What you will do
Format the stretch from the start of the material through the line containing "xmin=901 ymin=0 xmax=1345 ymax=656" as a JSON list of strings, one string per line, omitting blank lines.

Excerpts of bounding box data
——————

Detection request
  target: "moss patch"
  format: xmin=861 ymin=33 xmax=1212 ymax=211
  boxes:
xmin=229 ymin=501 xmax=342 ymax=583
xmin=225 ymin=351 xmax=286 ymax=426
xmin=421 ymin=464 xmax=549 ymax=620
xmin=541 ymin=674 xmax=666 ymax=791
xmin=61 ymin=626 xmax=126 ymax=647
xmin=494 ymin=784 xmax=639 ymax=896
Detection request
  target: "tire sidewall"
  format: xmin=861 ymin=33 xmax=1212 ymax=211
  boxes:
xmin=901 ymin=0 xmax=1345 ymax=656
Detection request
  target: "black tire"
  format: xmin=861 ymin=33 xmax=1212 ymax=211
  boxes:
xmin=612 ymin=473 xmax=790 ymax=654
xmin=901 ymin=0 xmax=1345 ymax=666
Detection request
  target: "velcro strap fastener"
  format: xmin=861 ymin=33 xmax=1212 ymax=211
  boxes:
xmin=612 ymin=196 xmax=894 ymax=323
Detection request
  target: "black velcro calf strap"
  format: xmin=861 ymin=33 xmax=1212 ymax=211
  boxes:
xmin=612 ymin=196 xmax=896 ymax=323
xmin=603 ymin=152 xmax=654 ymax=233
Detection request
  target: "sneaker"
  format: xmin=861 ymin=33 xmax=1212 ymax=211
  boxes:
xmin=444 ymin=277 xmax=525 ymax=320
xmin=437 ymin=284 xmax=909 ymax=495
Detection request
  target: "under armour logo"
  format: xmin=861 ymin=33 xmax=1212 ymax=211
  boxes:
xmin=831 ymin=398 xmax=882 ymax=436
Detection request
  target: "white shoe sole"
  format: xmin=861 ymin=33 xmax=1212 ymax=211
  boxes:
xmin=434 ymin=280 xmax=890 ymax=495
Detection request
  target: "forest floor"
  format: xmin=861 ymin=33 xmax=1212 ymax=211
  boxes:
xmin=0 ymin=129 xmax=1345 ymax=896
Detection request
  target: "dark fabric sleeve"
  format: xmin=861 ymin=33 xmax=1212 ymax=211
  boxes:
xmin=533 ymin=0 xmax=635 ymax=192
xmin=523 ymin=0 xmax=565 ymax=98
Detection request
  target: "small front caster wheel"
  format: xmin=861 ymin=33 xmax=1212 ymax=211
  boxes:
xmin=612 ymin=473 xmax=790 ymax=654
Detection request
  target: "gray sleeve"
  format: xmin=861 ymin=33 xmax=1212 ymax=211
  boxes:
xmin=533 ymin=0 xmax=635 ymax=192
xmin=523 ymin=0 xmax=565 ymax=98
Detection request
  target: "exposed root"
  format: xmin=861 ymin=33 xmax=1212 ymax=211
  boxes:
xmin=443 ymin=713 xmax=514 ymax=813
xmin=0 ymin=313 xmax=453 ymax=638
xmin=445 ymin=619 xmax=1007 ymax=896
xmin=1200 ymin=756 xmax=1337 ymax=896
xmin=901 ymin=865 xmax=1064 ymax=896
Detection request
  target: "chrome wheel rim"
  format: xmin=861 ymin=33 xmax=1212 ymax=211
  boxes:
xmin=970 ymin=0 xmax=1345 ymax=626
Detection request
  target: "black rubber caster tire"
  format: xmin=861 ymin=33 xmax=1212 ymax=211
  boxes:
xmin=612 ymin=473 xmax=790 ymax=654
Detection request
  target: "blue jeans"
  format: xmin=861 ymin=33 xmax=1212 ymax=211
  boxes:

——————

The result
[
  "Detection request",
  "  target: \"moss patch\"",
  "  format: xmin=861 ymin=33 xmax=1212 ymax=211",
  "  boxes:",
  "xmin=229 ymin=501 xmax=342 ymax=583",
  "xmin=225 ymin=351 xmax=286 ymax=426",
  "xmin=421 ymin=464 xmax=549 ymax=620",
  "xmin=541 ymin=674 xmax=666 ymax=791",
  "xmin=61 ymin=626 xmax=126 ymax=647",
  "xmin=494 ymin=784 xmax=639 ymax=896",
  "Detection request",
  "  target: \"tire sidewall\"",
  "  format: xmin=861 ymin=33 xmax=1212 ymax=211",
  "  boxes:",
  "xmin=901 ymin=0 xmax=1345 ymax=656"
]